## Exercise goal
From the caregiving account below, repeat word for word the stretch that begins at "Alexandra Williams, 56, has" and stops after "classes with me.".

With my mother, what’s challenging is I’m used to being a fixer. I can’t fix what’s going on with my mom and it’s very hard. I used to be able to talk with her but I don’t get that communication anymore. I go to visit her and there are things I want to talk to her about but I can’t.
Alexandra Williams, 56, has cared for her mother, son and husband.
Just when I thought having a high school senior meant life was going to get somewhat easier, my husband had a stroke in September. Physically he’s fine, but his short-term memory is gone. He can’t drive anymore.
Our second son, Aidan, was born with global apraxia. He had issues learning to walk and talk and had therapy. He still requires therapy and personalized attention. He can’t drive either. So between him and my husband, it’s been crazy. My husband has therapy three times a week so I take him to that and I take him to exercise classes with me.
I ended up with bronchitis about a week and a half after the initial stress of the stroke, even though I’m fit and I teach exercise. It’s rare I’m sick, but my immune system is being sacrificed along with sleep.

## Data section
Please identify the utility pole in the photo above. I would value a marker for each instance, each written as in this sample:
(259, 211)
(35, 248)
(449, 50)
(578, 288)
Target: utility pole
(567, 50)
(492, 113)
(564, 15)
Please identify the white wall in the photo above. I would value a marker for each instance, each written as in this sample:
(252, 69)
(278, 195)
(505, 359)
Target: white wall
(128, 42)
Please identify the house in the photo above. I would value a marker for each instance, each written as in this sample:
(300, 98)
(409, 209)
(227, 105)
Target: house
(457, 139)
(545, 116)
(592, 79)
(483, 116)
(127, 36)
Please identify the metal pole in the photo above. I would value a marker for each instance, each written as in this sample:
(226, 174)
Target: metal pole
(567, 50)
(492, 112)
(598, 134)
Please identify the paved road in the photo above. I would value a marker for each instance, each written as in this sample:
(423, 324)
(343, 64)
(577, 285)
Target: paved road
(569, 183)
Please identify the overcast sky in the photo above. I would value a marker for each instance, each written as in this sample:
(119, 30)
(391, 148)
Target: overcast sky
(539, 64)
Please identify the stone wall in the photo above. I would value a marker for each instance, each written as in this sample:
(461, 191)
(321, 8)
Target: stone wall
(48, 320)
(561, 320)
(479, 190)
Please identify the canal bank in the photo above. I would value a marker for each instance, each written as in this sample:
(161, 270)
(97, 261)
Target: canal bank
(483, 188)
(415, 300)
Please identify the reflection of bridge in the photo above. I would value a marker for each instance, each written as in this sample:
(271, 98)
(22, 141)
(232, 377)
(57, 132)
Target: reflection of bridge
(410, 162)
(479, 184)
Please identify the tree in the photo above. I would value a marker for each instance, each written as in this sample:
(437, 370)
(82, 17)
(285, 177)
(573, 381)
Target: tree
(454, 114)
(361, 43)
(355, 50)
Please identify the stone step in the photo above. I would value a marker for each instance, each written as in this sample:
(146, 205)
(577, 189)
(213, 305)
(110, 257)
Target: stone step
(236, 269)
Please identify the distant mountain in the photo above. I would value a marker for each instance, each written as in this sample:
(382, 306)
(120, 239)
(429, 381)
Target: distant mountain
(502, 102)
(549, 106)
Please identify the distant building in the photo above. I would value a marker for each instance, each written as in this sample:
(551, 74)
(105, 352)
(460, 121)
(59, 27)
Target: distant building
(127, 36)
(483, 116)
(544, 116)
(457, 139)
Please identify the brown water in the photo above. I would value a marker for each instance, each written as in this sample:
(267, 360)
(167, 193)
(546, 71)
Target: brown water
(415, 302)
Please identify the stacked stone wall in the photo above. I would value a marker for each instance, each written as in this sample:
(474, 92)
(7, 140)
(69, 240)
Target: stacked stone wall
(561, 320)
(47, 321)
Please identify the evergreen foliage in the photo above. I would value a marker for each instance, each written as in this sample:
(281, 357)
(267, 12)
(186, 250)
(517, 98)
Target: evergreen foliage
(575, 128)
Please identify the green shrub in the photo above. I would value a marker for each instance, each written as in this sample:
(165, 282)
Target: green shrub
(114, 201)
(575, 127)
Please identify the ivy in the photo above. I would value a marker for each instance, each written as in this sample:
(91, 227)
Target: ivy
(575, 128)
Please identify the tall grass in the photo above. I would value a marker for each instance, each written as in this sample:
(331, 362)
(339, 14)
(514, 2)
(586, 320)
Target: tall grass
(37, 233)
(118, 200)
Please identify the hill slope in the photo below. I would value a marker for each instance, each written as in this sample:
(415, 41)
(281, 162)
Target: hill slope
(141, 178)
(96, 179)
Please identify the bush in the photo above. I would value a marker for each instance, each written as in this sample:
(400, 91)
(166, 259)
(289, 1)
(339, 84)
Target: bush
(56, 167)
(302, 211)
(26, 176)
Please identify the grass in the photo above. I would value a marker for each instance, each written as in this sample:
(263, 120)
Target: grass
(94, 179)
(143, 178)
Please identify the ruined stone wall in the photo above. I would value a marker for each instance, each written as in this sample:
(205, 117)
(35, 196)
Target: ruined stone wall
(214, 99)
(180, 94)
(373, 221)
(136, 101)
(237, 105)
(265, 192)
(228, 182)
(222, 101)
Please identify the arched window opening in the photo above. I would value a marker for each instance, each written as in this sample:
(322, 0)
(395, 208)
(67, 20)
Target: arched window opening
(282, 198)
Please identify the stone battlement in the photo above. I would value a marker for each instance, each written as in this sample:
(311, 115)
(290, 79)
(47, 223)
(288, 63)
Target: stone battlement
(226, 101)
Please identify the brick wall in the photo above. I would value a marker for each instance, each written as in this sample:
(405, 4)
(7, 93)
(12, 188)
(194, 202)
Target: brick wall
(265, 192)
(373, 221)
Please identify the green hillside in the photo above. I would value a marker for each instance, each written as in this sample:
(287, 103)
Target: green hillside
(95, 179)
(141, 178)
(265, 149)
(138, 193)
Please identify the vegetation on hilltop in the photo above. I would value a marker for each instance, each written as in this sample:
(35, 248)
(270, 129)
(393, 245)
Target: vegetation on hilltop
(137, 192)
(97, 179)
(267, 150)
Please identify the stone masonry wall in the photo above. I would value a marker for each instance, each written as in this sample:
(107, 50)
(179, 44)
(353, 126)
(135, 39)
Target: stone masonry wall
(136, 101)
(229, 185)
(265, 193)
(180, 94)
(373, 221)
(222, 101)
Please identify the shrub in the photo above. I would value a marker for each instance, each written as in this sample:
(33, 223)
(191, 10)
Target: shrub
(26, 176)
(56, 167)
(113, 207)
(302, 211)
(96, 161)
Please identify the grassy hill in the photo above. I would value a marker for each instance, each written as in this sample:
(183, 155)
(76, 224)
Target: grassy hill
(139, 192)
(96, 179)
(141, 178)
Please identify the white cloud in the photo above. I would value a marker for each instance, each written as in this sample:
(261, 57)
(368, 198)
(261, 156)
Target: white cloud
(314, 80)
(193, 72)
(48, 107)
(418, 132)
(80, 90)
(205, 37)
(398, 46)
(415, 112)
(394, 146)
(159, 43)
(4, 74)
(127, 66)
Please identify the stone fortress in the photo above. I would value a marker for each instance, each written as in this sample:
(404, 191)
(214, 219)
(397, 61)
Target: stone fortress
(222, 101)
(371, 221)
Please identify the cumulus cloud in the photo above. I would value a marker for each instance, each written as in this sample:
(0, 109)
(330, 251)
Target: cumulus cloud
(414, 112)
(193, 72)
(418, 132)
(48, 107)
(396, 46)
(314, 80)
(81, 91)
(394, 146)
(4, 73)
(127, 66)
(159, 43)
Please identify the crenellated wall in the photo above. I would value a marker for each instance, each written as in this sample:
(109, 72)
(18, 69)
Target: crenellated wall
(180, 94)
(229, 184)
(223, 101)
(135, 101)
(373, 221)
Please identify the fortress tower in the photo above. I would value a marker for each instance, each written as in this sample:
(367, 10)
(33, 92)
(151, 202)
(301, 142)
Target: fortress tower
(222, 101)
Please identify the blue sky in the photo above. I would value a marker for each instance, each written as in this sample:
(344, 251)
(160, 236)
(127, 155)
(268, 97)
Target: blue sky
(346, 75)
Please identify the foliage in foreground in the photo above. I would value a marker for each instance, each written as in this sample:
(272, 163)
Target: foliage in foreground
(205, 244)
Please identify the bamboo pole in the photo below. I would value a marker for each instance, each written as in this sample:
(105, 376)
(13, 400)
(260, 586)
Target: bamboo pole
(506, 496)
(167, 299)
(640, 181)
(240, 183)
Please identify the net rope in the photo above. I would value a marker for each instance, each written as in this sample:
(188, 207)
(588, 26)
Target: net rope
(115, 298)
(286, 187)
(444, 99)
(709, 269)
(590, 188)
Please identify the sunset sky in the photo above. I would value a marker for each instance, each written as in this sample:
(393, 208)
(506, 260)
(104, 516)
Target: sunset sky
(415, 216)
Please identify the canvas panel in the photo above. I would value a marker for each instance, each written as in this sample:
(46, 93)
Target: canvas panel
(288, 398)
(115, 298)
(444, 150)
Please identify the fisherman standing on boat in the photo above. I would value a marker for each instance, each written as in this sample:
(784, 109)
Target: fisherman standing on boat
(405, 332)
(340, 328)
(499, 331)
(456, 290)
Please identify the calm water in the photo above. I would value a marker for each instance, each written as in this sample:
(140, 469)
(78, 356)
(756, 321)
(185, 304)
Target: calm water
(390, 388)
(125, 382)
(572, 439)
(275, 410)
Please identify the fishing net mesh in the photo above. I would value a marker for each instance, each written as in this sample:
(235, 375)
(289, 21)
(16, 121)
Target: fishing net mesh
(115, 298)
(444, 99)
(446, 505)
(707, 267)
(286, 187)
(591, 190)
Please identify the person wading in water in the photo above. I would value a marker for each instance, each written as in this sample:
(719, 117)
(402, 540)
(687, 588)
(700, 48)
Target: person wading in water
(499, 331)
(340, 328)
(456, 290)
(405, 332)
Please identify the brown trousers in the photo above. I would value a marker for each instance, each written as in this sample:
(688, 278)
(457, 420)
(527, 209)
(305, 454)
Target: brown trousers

## Response box
Alexandra Williams, 56, has cared for her mother, son and husband.
Just when I thought having a high school senior meant life was going to get somewhat easier, my husband had a stroke in September. Physically he’s fine, but his short-term memory is gone. He can’t drive anymore.
Our second son, Aidan, was born with global apraxia. He had issues learning to walk and talk and had therapy. He still requires therapy and personalized attention. He can’t drive either. So between him and my husband, it’s been crazy. My husband has therapy three times a week so I take him to that and I take him to exercise classes with me.